- EXERCISE AIM
Repeat the drinking-habits text below word for word, from beginning to end.

- SUPPLIED TEXT
** start **
Note: if you think you are dedicated to the drink, consider Big Jim. Talk about pacing your drinks. Conversely, The New York Times ran an (somewhat paywalled) article this week that had me shaking my head over the level of alcoholism being decribed and the introduction of a new concept:

Withdrawal from alcohol, though, felt like a direct hit. I looked to my bedside table and saw the glass of “bed wine” from the night before. “Bed wine” is something I promised myself I would quit this year. It’s the last glass of wine I bring with me as I climb into bed to watch TV or do the crossword puzzle. I tell people that my relationship with alcohol is “complicated,” but it’s not. I love drinking wine and a good cocktail, but booze is horrible to me. In my world, there’s always an excuse to drink: celebration, disappointment, stress.

A habit of “bed booze” seems to me to be a pretty alarming cry for help. Which the piece sorta admits it is. But still… Lordy. What’s so wrong with warm milk?  But things could be worse… maybe. Last Friday, Will Hawkes circulated his latest edition of London Beer City and included this gem of remembrance of a shit pub past:

In 1998/99 I lived about two minutes’ walk from the Finn and Firkin, an imposing 19th-century boozer on the Pershore Road in Birmingham. I remember Dogbolter, a beer I avoided because it was too strong. I remember the L-shaped bar, and the smelly loos next to one entrance. I remember the huge dance hall/concert venue attached to the back. And I remember, for reasons I still can’t truly understand, being unnecessarily rude to a Stoke-supporting friend when he entered the pub one Saturday evening having just watched his team lose 3-0 (although, checking Stoke’s results, they didn’t actually lose 3-0 in 1997-98. Maybe it was 4-0? Or 4-1).  (The pub stopped being a Firkin soon after and is fully shut now).
** end **
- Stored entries
** start **
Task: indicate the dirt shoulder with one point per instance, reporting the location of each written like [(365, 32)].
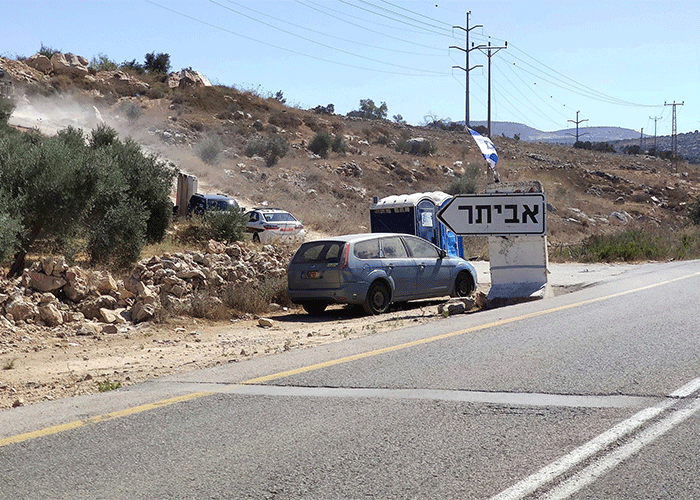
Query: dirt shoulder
[(39, 363)]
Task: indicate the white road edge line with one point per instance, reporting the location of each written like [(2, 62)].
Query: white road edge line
[(600, 467), (565, 463)]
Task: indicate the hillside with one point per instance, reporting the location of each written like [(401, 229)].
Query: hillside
[(589, 192), (96, 348)]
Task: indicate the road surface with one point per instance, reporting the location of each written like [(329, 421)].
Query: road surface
[(587, 395)]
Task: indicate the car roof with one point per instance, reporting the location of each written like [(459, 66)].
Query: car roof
[(266, 209), (351, 238), (214, 196)]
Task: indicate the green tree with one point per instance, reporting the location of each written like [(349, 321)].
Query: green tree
[(370, 111), (102, 63), (107, 195), (157, 63)]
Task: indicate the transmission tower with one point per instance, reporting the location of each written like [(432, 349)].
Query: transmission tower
[(490, 51), (466, 67), (655, 118), (577, 121), (674, 129)]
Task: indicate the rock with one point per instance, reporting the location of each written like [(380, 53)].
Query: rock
[(187, 78), (39, 63), (51, 315), (110, 329), (43, 283), (110, 316), (105, 284), (451, 308), (265, 322), (69, 64), (87, 328), (21, 310), (141, 312)]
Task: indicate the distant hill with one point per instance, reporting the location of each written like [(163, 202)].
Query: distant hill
[(688, 143), (564, 136)]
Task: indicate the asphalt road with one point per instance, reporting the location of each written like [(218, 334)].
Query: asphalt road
[(587, 395)]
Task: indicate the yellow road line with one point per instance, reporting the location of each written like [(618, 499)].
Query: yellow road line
[(304, 369)]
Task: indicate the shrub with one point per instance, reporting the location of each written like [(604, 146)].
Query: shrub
[(47, 51), (370, 111), (271, 149), (629, 246), (102, 63), (208, 149), (131, 110), (320, 144), (418, 146), (467, 183), (157, 63), (694, 211)]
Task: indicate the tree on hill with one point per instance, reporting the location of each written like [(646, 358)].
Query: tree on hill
[(104, 198), (157, 63), (370, 111)]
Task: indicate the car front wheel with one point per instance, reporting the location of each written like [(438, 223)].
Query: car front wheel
[(378, 298)]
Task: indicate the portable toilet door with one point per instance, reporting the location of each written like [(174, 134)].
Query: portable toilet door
[(427, 222)]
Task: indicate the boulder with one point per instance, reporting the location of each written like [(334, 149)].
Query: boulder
[(69, 64), (39, 63), (50, 315), (43, 283)]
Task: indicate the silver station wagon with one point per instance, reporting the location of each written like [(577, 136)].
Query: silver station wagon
[(374, 270)]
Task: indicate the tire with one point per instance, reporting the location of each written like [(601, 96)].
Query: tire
[(464, 284), (314, 308), (378, 298)]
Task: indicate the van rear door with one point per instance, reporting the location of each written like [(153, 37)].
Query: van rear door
[(316, 266)]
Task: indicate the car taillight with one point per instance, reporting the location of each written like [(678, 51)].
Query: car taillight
[(344, 263)]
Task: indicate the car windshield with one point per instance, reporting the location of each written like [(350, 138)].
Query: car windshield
[(279, 217), (319, 252), (219, 205)]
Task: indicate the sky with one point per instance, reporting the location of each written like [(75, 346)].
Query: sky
[(553, 63)]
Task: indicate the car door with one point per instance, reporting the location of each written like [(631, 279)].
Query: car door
[(400, 266), (433, 276)]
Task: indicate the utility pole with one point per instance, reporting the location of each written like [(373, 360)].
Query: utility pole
[(674, 129), (655, 118), (490, 53), (466, 67), (577, 121)]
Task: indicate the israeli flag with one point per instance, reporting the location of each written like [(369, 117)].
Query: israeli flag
[(487, 148)]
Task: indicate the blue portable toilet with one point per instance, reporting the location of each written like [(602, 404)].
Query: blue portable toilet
[(415, 214)]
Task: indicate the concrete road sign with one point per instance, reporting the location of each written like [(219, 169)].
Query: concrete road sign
[(495, 214)]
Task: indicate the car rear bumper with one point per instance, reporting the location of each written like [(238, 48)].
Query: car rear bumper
[(353, 293)]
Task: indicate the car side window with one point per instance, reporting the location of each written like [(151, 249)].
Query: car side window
[(322, 252), (392, 248), (421, 249), (368, 249)]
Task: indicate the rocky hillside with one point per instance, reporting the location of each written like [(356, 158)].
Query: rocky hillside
[(183, 116)]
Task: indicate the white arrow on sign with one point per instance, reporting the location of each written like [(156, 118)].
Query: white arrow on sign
[(495, 214)]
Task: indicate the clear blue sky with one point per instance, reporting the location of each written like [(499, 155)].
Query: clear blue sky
[(616, 62)]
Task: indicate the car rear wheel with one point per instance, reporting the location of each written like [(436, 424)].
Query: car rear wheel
[(378, 298), (314, 308), (464, 284)]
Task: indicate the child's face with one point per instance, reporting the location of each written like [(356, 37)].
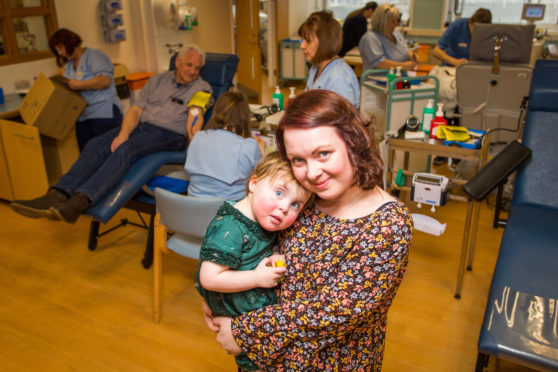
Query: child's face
[(276, 204)]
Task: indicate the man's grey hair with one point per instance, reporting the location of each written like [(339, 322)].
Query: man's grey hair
[(185, 49)]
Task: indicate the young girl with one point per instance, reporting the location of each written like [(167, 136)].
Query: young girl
[(220, 159), (237, 272)]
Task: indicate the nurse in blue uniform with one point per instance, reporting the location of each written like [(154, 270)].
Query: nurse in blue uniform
[(91, 73)]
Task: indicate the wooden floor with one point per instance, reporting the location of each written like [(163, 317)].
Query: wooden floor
[(67, 308)]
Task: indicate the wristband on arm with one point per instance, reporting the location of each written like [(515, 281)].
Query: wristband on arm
[(200, 99)]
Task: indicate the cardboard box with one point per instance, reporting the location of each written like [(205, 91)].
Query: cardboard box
[(22, 166), (120, 72), (59, 155), (52, 107)]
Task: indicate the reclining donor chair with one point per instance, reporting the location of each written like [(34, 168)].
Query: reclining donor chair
[(521, 316), (218, 70)]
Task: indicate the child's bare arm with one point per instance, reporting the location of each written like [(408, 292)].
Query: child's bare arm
[(219, 278)]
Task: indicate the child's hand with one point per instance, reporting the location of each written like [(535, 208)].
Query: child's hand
[(277, 259), (267, 276)]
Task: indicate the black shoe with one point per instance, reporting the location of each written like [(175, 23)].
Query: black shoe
[(39, 207), (69, 210)]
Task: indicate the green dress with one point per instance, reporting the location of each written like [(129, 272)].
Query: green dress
[(234, 240)]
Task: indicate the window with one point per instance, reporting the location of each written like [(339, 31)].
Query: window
[(509, 11), (341, 8), (24, 29)]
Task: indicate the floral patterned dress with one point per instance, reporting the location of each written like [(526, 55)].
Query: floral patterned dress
[(342, 275)]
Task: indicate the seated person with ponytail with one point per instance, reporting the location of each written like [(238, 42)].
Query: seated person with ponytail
[(165, 117), (220, 159)]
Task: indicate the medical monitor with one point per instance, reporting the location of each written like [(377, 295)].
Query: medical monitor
[(533, 12), (516, 42)]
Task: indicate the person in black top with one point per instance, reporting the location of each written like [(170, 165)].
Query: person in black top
[(355, 26)]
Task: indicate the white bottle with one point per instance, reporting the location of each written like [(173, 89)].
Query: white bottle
[(277, 98), (399, 84), (427, 116)]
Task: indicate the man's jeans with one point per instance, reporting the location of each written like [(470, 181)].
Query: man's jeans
[(98, 170)]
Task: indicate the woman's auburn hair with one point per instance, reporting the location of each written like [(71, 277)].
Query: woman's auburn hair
[(382, 18), (69, 39), (316, 108), (328, 31)]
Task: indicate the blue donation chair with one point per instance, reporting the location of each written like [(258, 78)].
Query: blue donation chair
[(521, 316), (186, 216), (218, 71)]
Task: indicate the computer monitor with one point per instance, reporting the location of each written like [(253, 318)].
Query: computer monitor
[(533, 12), (515, 48)]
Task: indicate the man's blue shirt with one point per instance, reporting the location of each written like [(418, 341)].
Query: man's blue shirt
[(456, 40)]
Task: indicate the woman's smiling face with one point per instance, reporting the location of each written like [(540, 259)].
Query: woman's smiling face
[(319, 160)]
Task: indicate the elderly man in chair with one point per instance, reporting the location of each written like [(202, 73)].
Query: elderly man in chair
[(167, 114)]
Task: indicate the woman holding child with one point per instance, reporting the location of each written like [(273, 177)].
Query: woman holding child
[(345, 254)]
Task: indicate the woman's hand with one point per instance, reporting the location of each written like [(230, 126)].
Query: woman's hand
[(268, 276), (225, 336), (413, 56), (209, 317), (74, 84), (117, 141)]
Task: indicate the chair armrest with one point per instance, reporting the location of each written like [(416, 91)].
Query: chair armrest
[(497, 170)]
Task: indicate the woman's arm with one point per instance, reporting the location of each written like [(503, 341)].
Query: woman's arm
[(96, 83), (219, 278)]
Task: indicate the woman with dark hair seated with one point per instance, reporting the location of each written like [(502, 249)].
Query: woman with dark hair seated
[(355, 26), (384, 46), (321, 41), (90, 72), (220, 159)]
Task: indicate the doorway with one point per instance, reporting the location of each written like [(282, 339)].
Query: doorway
[(255, 45)]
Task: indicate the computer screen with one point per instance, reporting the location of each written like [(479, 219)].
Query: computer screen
[(516, 47), (533, 12)]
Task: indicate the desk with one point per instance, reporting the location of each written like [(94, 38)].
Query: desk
[(10, 108), (479, 157)]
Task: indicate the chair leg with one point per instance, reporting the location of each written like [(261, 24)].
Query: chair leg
[(93, 235), (148, 255), (482, 362), (160, 237)]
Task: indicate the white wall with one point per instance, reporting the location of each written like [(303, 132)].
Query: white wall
[(299, 11), (144, 48)]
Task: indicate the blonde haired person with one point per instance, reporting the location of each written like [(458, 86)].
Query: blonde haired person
[(237, 274), (384, 46), (220, 159), (321, 41)]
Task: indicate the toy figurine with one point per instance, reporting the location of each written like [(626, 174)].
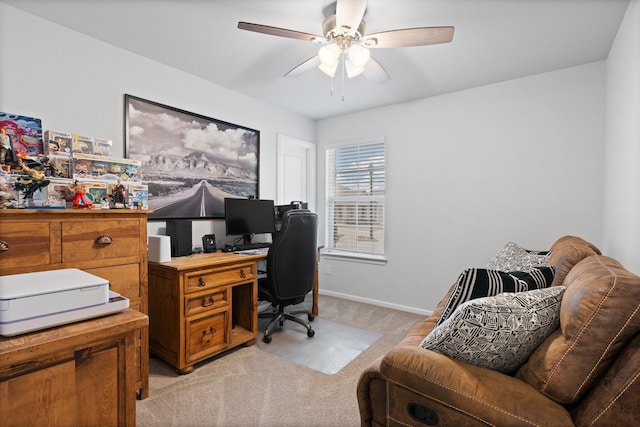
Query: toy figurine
[(80, 200), (119, 196)]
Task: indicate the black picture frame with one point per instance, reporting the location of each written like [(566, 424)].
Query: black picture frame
[(189, 161)]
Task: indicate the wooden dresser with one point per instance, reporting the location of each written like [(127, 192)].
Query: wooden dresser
[(79, 374), (202, 305), (111, 244)]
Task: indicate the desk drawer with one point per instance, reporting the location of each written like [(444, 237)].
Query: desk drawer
[(28, 244), (79, 240), (209, 301), (206, 335), (213, 278)]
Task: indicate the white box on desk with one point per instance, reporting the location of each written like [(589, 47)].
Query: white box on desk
[(39, 300)]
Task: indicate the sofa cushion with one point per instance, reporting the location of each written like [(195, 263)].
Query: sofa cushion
[(566, 252), (498, 332), (600, 313), (481, 282), (513, 257)]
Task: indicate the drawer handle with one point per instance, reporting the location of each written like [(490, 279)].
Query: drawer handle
[(206, 335), (104, 240)]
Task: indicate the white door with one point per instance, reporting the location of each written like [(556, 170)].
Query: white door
[(296, 171)]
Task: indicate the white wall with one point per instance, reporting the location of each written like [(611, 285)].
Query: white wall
[(75, 83), (622, 167), (469, 171)]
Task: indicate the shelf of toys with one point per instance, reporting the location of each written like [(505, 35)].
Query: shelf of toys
[(58, 170)]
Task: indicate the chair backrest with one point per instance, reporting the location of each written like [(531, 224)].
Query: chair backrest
[(292, 257)]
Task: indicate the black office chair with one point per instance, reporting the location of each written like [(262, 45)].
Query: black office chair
[(291, 269)]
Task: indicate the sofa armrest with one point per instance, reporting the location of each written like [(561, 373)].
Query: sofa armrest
[(457, 393)]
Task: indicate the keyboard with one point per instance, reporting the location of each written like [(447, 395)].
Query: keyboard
[(249, 246), (258, 251)]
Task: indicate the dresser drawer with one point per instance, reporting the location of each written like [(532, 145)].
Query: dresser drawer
[(80, 240), (206, 335), (204, 302), (27, 244), (212, 278)]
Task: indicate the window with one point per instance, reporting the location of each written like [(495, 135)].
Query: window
[(355, 198)]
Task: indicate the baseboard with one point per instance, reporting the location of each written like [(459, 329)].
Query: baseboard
[(399, 307)]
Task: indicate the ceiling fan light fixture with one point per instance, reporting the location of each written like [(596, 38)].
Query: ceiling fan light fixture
[(358, 55), (329, 69), (352, 69), (329, 54)]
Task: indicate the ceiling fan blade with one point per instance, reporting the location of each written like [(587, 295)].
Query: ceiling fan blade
[(300, 69), (409, 37), (349, 14), (281, 32), (375, 72)]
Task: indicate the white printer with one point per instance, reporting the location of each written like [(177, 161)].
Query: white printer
[(39, 300)]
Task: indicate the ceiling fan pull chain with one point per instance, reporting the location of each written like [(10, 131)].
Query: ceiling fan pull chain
[(342, 57)]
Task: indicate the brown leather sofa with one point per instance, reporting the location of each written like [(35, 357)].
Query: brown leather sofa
[(586, 373)]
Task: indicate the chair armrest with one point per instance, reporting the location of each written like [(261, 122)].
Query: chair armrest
[(462, 394)]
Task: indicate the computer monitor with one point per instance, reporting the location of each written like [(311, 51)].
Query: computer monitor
[(244, 217), (281, 209)]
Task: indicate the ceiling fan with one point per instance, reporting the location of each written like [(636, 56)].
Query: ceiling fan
[(345, 42)]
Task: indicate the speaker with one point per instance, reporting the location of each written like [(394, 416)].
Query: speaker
[(209, 243), (180, 233), (159, 248)]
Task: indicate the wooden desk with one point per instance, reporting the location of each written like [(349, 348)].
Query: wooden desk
[(81, 374), (202, 305)]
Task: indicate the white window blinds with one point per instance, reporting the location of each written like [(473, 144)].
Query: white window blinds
[(355, 192)]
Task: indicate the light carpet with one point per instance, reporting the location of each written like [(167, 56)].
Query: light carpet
[(248, 387), (332, 347)]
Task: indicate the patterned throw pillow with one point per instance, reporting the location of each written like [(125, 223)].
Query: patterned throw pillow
[(481, 282), (498, 332), (513, 257)]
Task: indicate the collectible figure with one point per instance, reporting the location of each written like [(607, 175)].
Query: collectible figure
[(119, 196), (80, 200), (5, 149)]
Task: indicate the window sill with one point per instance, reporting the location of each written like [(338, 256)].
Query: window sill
[(354, 256)]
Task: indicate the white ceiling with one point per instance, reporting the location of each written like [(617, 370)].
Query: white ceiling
[(494, 40)]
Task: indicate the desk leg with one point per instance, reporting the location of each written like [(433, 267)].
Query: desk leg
[(314, 307)]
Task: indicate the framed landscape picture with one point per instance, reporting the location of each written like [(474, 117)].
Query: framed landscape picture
[(190, 162)]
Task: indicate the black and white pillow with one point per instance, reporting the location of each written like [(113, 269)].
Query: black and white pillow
[(482, 282), (498, 332)]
** end **
- WRITTEN RESPONSE
Note: if you think you are dedicated to the drink, consider Big Jim. Talk about pacing your drinks. Conversely, The New York Times ran an (somewhat paywalled) article this week that had me shaking my head over the level of alcoholism being decribed and the introduction of a new concept:

Withdrawal from alcohol, though, felt like a direct hit. I looked to my bedside table and saw the glass of “bed wine” from the night before. “Bed wine” is something I promised myself I would quit this year. It’s the last glass of wine I bring with me as I climb into bed to watch TV or do the crossword puzzle. I tell people that my relationship with alcohol is “complicated,” but it’s not. I love drinking wine and a good cocktail, but booze is horrible to me. In my world, there’s always an excuse to drink: celebration, disappointment, stress.

A habit of “bed booze” seems to me to be a pretty alarming cry for help. Which the piece sorta admits it is. But still… Lordy. What’s so wrong with warm milk?  But things could be worse… maybe. Last Friday, Will Hawkes circulated his latest edition of London Beer City and included this gem of remembrance of a shit pub past:

In 1998/99 I lived about two minutes’ walk from the Finn and Firkin, an imposing 19th-century boozer on the Pershore Road in Birmingham. I remember Dogbolter, a beer I avoided because it was too strong. I remember the L-shaped bar, and the smelly loos next to one entrance. I remember the huge dance hall/concert venue attached to the back. And I remember, for reasons I still can’t truly understand, being unnecessarily rude to a Stoke-supporting friend when he entered the pub one Saturday evening having just watched his team lose 3-0 (although, checking Stoke’s results, they didn’t actually lose 3-0 in 1997-98. Maybe it was 4-0? Or 4-1).  (The pub stopped being a Firkin soon after and is fully shut now).